▶ [Work task]:
Repeat each entry. Keep every line exactly as it is.

** Opening Records shown block **

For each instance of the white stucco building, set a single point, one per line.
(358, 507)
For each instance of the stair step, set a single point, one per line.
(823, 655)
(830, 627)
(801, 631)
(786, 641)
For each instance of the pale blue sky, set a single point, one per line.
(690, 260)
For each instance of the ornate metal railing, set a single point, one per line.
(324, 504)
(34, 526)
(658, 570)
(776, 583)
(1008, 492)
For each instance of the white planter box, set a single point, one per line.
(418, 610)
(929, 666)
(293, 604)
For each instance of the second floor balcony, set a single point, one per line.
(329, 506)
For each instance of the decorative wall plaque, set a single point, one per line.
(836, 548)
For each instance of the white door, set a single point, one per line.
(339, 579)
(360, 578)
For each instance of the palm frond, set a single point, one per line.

** Closing Records shown block **

▶ [The completed task]:
For each instance of the white stucco building, set a single point, one per line.
(358, 507)
For each instance of the stair step, set a single point, one per line.
(823, 655)
(830, 627)
(801, 631)
(786, 641)
For each instance of the pale blue sky, set a single point, one per line.
(690, 260)
For each instance of the ornate metal railing, set a single point, one per line.
(324, 504)
(34, 526)
(658, 570)
(776, 583)
(1008, 492)
For each instance of the white planter box, set a single point, one per line.
(418, 610)
(929, 666)
(293, 604)
For each instance of the second floor balcony, set a single point, one per line.
(329, 506)
For each instance of the decorative wall plaque, set a single point, one per line.
(836, 548)
For each instance of the white door, set a single point, one per line.
(339, 579)
(360, 578)
For each instance of the palm frond, set a single point, one per line.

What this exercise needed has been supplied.